* _TASK PROMPT_
Word for word, restate every line of the listing that follows.
────────────────
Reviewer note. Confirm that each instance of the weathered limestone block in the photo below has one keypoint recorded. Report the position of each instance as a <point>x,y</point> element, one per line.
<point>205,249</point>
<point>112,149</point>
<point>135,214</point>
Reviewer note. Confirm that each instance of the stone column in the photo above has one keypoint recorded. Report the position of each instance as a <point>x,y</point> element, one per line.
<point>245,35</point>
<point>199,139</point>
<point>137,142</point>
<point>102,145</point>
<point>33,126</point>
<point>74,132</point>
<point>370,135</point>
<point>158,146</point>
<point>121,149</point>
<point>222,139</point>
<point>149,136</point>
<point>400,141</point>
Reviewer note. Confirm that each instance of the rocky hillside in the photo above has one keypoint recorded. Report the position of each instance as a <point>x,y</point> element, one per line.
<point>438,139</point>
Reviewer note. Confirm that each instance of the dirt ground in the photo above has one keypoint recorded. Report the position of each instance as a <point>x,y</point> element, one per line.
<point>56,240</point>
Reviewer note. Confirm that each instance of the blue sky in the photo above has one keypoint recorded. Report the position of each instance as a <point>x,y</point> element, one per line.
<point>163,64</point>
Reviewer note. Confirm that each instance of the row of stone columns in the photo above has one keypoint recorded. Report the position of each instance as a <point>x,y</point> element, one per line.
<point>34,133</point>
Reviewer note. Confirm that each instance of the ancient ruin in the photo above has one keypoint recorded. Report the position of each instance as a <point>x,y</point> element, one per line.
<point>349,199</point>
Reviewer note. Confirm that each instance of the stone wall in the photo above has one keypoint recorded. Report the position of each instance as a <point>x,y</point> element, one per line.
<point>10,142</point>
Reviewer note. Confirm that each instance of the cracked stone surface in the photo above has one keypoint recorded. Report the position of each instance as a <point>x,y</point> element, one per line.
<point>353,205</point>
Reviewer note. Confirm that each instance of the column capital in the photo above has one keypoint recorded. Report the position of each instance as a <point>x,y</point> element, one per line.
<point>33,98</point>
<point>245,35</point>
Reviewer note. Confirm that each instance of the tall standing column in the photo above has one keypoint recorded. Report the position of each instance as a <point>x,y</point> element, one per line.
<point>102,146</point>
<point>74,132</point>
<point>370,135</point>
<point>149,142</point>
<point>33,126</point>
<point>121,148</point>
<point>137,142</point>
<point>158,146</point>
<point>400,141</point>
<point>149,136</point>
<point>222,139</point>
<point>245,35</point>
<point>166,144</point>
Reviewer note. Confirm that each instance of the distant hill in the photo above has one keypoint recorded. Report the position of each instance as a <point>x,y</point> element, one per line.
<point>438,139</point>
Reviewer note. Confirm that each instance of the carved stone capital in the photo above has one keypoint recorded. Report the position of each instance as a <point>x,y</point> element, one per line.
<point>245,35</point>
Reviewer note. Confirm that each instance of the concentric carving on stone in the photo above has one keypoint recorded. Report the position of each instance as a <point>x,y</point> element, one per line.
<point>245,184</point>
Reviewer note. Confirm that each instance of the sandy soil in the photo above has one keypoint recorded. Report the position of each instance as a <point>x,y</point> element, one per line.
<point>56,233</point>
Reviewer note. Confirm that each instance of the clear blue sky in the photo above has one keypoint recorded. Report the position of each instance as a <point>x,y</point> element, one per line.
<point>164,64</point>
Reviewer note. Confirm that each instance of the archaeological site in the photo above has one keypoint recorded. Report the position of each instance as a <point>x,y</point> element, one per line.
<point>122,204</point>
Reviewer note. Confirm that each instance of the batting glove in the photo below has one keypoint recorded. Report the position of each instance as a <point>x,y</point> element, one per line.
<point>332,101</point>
────────────────
* _FINISHED ANSWER_
Reviewer note. Confirm that each instance of the weathered limestone block in the photo below has one keypoint recorded. Report the position of each instance as a <point>x,y</point> element, one per line.
<point>205,249</point>
<point>112,149</point>
<point>135,214</point>
Reviewer note. Confirm that each instance of the stone column in the photo above has one keypoint recorded. Report the position of each instance as a <point>x,y</point> element, one per line.
<point>245,35</point>
<point>199,139</point>
<point>137,142</point>
<point>102,145</point>
<point>33,126</point>
<point>74,132</point>
<point>370,135</point>
<point>158,146</point>
<point>121,149</point>
<point>222,139</point>
<point>149,136</point>
<point>400,141</point>
Reviewer note. Confirm that each instance of the rocky hillside in the photo above has one keypoint recorded. Report the position of each instance as a <point>x,y</point> element, one per line.
<point>438,139</point>
Reviewer note. Confirm that each instance of the dirt ground in the photo above has one keypoint recorded. Report the position of each instance as a <point>x,y</point> element, one per line.
<point>56,240</point>
Reviewer note. Confirm that each instance of the blue sky in the photo above has one keypoint recorded. Report the position of each instance as a <point>x,y</point> element, one per line.
<point>163,64</point>
Reviewer note. Confirm that each instance of the row of stone columns in the photo above has one keypoint recorded. Report the position of each instance as a <point>x,y</point> element, one per line.
<point>34,133</point>
Reviewer note. Confirm that each instance of the ancient ruin in the photo above has one keypoint recorded. Report the position of each instance as a <point>x,y</point> element, one per line.
<point>349,199</point>
Reviewer note. Confirm that each instance of the stone wall in the photo above has one keypoint recorded. Report the position of each instance as a <point>x,y</point> element, one per line.
<point>10,142</point>
Reviewer note. Confirm that each instance of the cracked stone surface in the photo above has one keypoint recorded. Report the position of each instance as a <point>x,y</point> element, one per line.
<point>353,205</point>
Reviewer note. Confirm that each instance of the column capital in the photo above has one keypoint recorded. Report the position of each instance as a <point>x,y</point> element, one per line.
<point>33,98</point>
<point>245,35</point>
Reviewer note. Confirm that each instance of the tall standing column in the photo above has one keypoint recorded. Report the position of each instance as a <point>x,y</point> element, one per line.
<point>102,146</point>
<point>74,132</point>
<point>370,135</point>
<point>149,142</point>
<point>33,126</point>
<point>121,148</point>
<point>137,142</point>
<point>158,146</point>
<point>400,141</point>
<point>149,136</point>
<point>222,139</point>
<point>245,35</point>
<point>166,144</point>
Reviewer note. Confirm that each instance of the distant hill in the photo above has one keypoint recorded. Report the position of each instance as a <point>x,y</point> element, one per line.
<point>438,139</point>
Reviewer note. Confirm that each instance of the carved stone capital in the photo above has one keypoint recorded. Report the position of each instance as a <point>x,y</point> element, one per line.
<point>245,35</point>
Reviewer note. Confirm that each instance of the concentric carving on stone in the photo above has one keypoint recorded. Report the position of each instance as a <point>x,y</point> element, one per line.
<point>245,184</point>
Reviewer note. Confirm that each instance of the sandy soil in the photo above has one keypoint recorded. Report the position of each instance as a <point>x,y</point> element, one per line.
<point>56,233</point>
Reviewer note. Confirm that each instance of the clear blue sky in the photo above has one keypoint recorded. Report the position of each instance as a <point>x,y</point> element, one per line.
<point>164,64</point>
Reviewer note. Confirm that each instance of the archaeological site in the photo above has one keypoint recorded. Report the position of each instance as a <point>x,y</point> element, one per line.
<point>122,204</point>
Reviewer note. Confirm that each instance of the batting glove in the photo below has one keypoint recorded. Report the position of each instance as a <point>x,y</point> element, one per line.
<point>332,101</point>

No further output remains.